**Exercise instructions:**
Identify every line in the listing below that contains the word "sleeve", and copy each of those lines. Case counts.

**Entries:**
----------------
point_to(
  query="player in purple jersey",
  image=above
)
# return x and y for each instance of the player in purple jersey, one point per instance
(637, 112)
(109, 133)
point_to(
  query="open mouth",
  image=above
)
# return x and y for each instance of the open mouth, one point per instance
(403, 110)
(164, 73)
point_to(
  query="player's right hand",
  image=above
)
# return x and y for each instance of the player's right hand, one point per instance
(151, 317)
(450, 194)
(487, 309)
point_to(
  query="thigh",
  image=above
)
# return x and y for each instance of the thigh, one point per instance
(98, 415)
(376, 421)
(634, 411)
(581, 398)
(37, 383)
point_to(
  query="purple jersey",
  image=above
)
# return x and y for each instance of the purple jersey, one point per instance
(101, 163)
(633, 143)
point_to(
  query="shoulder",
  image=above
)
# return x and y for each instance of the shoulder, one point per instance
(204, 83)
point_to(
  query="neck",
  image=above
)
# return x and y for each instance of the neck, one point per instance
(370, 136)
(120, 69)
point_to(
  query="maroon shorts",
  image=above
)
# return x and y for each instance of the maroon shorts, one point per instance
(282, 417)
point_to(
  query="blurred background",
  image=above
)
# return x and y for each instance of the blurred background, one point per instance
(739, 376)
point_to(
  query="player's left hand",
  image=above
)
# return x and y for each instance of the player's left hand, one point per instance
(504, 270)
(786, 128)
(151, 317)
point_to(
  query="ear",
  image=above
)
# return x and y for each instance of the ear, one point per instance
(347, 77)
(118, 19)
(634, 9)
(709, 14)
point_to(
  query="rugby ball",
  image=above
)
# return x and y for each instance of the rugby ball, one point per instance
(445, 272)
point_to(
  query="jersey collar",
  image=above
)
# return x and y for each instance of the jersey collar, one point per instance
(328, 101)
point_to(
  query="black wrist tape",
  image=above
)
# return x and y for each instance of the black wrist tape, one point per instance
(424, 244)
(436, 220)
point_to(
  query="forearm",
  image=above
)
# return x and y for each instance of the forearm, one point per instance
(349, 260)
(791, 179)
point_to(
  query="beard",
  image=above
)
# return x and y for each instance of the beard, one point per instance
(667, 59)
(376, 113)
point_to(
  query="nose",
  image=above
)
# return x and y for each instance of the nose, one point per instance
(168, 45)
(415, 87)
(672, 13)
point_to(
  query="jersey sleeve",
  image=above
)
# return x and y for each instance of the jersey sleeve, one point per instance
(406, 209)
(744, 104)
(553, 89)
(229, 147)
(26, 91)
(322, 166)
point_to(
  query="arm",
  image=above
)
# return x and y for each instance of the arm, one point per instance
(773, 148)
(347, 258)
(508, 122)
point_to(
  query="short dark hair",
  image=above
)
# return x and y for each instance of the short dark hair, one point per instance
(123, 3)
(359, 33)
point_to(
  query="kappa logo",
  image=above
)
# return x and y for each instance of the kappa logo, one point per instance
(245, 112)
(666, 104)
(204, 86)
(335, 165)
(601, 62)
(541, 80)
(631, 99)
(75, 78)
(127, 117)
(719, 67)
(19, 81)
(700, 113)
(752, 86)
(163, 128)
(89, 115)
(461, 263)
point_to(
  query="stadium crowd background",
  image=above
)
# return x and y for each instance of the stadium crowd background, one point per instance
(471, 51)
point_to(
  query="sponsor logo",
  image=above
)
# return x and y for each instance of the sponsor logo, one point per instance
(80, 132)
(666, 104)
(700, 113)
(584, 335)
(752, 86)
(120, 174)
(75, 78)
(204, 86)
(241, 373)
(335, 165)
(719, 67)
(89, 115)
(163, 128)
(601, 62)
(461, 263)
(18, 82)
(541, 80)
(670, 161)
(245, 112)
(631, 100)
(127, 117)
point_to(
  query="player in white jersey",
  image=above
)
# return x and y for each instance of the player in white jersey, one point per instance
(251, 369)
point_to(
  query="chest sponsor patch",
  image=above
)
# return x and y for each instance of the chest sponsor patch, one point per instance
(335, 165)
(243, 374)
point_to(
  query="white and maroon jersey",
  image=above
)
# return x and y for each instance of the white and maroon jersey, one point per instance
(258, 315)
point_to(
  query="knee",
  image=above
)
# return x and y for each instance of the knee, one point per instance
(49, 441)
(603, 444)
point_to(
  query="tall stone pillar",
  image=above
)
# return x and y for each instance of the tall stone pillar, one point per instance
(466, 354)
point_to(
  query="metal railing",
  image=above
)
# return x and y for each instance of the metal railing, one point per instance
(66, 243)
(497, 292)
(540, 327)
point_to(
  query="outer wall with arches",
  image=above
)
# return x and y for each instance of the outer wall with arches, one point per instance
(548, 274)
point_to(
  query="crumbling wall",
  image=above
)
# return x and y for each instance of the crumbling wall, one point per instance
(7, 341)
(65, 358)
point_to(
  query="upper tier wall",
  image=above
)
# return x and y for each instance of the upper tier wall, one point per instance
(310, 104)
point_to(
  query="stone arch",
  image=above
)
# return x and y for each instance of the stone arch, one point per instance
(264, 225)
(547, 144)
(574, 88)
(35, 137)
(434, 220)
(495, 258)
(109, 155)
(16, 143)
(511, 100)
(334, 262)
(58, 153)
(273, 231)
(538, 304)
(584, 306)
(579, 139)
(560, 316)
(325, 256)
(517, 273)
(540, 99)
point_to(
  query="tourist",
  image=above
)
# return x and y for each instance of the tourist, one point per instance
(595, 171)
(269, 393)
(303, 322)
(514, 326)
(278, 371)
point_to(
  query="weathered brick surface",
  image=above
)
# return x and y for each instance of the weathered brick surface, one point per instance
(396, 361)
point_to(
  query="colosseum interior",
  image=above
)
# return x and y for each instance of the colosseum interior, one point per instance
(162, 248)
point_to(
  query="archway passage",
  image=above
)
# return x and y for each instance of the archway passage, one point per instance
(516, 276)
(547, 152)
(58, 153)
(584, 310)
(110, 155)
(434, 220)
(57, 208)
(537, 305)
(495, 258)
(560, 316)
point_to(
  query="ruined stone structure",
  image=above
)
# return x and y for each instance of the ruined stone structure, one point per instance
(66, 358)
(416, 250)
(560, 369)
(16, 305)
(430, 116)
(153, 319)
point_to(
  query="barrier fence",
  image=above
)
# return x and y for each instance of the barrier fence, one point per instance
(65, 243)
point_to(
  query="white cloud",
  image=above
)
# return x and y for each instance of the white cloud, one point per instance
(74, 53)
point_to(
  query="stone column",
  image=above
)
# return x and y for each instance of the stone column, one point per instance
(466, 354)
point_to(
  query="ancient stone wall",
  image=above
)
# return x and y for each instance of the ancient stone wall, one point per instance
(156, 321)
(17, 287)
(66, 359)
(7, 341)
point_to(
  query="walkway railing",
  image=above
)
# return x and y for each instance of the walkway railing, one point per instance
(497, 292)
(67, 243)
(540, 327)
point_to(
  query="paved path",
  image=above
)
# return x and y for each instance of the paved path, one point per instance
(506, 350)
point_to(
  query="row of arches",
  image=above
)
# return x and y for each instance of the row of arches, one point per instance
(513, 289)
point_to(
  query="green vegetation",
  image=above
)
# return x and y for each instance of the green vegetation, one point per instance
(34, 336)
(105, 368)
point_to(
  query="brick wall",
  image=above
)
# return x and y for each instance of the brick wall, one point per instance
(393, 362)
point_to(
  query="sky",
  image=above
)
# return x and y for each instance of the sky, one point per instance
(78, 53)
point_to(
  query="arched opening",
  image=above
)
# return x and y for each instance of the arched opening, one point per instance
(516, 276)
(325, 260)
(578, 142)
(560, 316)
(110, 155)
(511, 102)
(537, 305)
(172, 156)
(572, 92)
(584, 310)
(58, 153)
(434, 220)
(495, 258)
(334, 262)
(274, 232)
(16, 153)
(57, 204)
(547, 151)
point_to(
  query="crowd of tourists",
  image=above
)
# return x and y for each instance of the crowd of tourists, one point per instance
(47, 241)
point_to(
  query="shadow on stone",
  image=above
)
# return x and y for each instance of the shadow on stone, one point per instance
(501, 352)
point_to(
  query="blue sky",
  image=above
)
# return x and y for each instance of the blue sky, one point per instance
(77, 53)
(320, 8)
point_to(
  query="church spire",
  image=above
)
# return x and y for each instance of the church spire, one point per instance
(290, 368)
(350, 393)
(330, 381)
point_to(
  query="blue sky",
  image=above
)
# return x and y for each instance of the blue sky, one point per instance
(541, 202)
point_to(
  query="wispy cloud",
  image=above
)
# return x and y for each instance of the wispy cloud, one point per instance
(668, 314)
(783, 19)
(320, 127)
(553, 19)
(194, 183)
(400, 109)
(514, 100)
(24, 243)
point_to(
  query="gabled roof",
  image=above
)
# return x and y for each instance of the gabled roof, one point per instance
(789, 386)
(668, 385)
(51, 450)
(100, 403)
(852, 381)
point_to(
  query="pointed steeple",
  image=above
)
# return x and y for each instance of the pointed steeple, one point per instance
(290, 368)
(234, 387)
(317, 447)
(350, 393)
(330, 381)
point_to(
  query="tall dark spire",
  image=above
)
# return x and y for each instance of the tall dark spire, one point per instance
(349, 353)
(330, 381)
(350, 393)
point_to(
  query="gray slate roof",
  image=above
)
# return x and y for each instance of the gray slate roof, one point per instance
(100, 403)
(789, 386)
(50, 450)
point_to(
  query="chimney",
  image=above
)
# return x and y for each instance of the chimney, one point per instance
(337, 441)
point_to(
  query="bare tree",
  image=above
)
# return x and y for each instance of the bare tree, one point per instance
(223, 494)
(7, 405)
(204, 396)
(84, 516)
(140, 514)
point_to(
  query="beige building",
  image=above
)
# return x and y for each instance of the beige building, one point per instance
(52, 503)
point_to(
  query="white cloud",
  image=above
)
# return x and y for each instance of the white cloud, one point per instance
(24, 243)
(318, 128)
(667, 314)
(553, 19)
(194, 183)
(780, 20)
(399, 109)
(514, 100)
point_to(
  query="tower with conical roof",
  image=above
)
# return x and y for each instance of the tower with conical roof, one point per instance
----------------
**Written response:**
  query="jersey sleeve",
# return x and y for each instance of the jersey sleeve, one point per instance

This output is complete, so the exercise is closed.